### What the task requires
Please repeat exactly the lines below from the one containing "x=306, y=410" down to the one containing "x=627, y=345", both included, and nothing else.

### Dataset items

□ □ □ □ □ □ □

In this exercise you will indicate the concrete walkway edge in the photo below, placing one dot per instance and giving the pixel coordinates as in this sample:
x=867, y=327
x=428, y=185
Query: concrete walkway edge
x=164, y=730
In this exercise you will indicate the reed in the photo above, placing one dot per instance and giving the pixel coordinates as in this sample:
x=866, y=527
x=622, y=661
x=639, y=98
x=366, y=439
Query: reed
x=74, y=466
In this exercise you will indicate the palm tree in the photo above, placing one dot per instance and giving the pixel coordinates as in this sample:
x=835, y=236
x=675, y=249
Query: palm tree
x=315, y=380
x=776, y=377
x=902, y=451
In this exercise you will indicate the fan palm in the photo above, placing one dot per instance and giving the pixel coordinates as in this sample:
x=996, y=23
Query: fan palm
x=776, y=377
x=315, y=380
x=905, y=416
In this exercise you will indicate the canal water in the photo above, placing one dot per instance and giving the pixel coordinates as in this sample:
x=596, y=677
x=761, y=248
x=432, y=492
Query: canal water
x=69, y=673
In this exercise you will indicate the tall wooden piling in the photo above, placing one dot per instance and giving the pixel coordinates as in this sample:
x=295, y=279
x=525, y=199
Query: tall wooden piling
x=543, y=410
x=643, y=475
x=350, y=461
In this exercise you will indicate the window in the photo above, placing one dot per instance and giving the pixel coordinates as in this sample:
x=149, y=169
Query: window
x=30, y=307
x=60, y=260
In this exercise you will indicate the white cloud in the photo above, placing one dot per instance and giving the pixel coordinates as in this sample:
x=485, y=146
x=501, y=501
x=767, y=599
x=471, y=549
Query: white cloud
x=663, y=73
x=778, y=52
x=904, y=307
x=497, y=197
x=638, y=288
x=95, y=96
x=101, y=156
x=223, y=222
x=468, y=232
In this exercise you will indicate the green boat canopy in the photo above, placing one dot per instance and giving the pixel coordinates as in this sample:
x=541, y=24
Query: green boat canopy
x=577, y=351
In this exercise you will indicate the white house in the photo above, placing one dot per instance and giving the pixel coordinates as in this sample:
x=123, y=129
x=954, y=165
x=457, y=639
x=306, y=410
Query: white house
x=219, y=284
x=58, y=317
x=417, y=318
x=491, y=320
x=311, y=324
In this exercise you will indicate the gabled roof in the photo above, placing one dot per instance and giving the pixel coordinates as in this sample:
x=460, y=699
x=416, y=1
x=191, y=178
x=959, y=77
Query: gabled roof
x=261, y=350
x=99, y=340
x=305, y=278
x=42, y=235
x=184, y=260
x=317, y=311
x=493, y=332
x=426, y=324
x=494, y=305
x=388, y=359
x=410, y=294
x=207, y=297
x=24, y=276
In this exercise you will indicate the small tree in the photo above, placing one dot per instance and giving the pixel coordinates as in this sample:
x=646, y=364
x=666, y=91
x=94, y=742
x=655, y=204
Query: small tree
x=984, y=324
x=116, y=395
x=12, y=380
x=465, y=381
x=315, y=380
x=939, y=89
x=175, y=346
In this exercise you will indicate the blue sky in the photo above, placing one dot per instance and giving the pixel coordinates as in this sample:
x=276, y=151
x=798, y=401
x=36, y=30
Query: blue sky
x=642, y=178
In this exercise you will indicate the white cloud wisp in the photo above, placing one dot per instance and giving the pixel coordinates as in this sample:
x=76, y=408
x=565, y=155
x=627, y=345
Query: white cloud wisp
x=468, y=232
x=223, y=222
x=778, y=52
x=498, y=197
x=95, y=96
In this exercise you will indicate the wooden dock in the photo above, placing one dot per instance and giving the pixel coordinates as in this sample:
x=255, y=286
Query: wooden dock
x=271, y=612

□ □ □ □ □ □ □

### Answer to this exercise
x=306, y=410
Query: white house
x=219, y=284
x=58, y=317
x=417, y=318
x=491, y=320
x=311, y=324
In this exercise you will indicate the gabled roof in the photo above, placing one dot per instance and giving the pixel coordinates as in this sample:
x=460, y=699
x=416, y=1
x=191, y=178
x=959, y=77
Query: gabled roof
x=261, y=350
x=99, y=340
x=305, y=278
x=42, y=235
x=184, y=260
x=317, y=311
x=493, y=332
x=426, y=324
x=494, y=305
x=388, y=359
x=410, y=294
x=207, y=297
x=24, y=276
In this exercise you will indicate the small tree in the photo above, placing one dot per instance and giving the pixel coordinates as in this sample:
x=646, y=364
x=666, y=91
x=94, y=742
x=655, y=204
Query: small tree
x=984, y=324
x=116, y=395
x=12, y=380
x=465, y=381
x=315, y=380
x=939, y=89
x=175, y=346
In this exercise you will indicate the blue sky in the photo above, placing one dot per instance and giving the pixel coordinates as in this sample:
x=276, y=151
x=798, y=401
x=36, y=30
Query: blue sky
x=642, y=178
In this exercise you will indicate the white cloud wisp in the photo above, placing one dot per instance and giving the pixel coordinates as in this sample:
x=76, y=408
x=565, y=155
x=627, y=345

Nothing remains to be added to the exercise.